[Region labeling records]

#####

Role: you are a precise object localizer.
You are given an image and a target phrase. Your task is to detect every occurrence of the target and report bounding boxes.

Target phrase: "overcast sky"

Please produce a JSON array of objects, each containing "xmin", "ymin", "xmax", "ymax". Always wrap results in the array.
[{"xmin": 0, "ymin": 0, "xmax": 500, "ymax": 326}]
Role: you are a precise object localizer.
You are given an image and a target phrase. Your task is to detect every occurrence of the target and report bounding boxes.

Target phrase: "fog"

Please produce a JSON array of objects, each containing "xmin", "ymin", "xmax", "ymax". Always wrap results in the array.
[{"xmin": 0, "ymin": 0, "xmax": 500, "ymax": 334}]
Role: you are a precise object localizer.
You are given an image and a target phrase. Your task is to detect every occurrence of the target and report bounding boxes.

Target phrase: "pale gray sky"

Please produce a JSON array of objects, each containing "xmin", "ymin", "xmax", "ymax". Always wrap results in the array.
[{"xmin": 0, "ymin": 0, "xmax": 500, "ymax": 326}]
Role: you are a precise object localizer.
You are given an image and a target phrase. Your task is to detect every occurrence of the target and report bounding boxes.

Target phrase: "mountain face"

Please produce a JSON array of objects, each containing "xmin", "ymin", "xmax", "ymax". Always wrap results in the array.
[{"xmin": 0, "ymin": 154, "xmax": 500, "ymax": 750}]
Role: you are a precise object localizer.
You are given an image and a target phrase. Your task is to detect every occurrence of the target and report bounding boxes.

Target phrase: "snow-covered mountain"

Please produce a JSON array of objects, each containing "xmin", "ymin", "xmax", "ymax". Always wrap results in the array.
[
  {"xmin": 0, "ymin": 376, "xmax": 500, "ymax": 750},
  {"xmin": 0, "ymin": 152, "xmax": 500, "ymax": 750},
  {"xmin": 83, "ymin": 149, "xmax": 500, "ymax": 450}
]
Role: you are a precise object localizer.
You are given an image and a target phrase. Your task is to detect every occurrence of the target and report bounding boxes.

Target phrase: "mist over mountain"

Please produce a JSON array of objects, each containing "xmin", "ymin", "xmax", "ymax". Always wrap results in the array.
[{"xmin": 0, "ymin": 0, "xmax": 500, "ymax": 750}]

#####

Pull out each line from the listing above that contains the word "mountain".

_Task answer:_
Target phrase: "mountain face"
Target phrase: "snow-covered mountain"
Target phrase: "mist over mountain"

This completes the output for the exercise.